**Task requirements:**
Quote the stretch of the Tennessee bar history below from "Edward Terry Sanford" through "Court in 1923." word for word.

A few applicants were allowed a private bar exam in the judge’s chambers, depending on social status and even gender. (Yes, some women were admitted in this manner.)

Edward Terry Sanford (1865-1930) had graduated from Harvard Law School and was one of the founding editors of Harvard Law Review (1889). Following a grand tour of Europe, he appeared before Tennessee Supreme Court judge Horace Lurton for his oral bar exam. The judge asked him only one question — it was based on a case that Lurton had just decided — and was thrilled to hear Sanford give a “proper” answer. “Young man, you are splendidly equipped; I am not going to ask you another question.”[4] Sanford was later a TBA president and was appointed to the United State Supreme Court in 1923.

The Tennessee Bar Association was instrumental in pushing the bill for a written bar exam. Notable lobbyists were R.E.L. Mountcastle of Morristown, who was Tennessee Bar Association president in 1902-1903; TBA Secretary-Treasurer Robert Lusk of Nashville; and TBA member Thomas N. Greer. For more information about the birth of the Board of Law Examiners, read “Happy 100th Anniversay! Board of Law Examiners Formed in 1903 to Raise the Standard of Admission to the Bar,” by Suzanne Craig Robertson, Tennessee Bar Journal, June 2003, www.tba.org/sites/default/files/journal_archives/2003/TBJ0603.pdf.

The TBA is Formed, Works to Raise Standards

The Tennessee bar spun out of control with overcrowding and under-educated lawyers. The elite lawyers decided to take action. In 1881, they formed a selective organization called the Tennessee Bar Association. Membership required sponsorship, and five negative votes rejected a candidate. From the first, the new association (TBA) heard reports and passed resolutions trying to raise education standards. It got nowhere — until J. William Farr came to Chattanooga in 1896 and Nashville in 1899, and the newspaper the Nashville American, got involved.

The second reason for the sorry condition of the profession was home grown. In 1899, Cumberland Law School in Lebanon was the pride of Tennessee and one of the largest law schools in the nation (not just the south). It had a unique one-year program and from its founding in 1845 had trained most of Tennessee’s leading lawyers. A special statute enacted in 1859 provided that any holder of a law diploma was automatically entitled to a law license. (There was only one school to which the law applied, Cumberland.) Indeed, it became a ritual after each Cumberland graduation that the new diploma holders trooped to the circuit court clerk’s office in Lebanon and received law licenses. To illustrate, in 1891, a young man, only 20 years old received a degree from Cumberland one day and his law license the next. His name was Cordell Hull.[5]

The third reason for the disgraceful condition of the profession was a statute passed in 1867 because supposedly the state had a shortage of “loyal” lawyers. (Ex-Confederates could not practice law or vote or hold office.) Anyone, including women, could simply pay $5.25 to the court clerk and get a “lesser” law license which privileged its holder to practice before justices of the peace. Many of these “lesser” lawyers ultimately stood for oral bar exams after they got some experience practicing law!

**Stored rows:**

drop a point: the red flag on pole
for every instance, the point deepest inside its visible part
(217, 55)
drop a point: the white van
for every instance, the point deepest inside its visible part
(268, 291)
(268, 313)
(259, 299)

**Full output:**
Edward Terry Sanford (1865-1930) had graduated from Harvard Law School and was one of the founding editors of Harvard Law Review (1889). Following a grand tour of Europe, he appeared before Tennessee Supreme Court judge Horace Lurton for his oral bar exam. The judge asked him only one question — it was based on a case that Lurton had just decided — and was thrilled to hear Sanford give a “proper” answer. “Young man, you are splendidly equipped; I am not going to ask you another question.”[4] Sanford was later a TBA president and was appointed to the United State Supreme Court in 1923.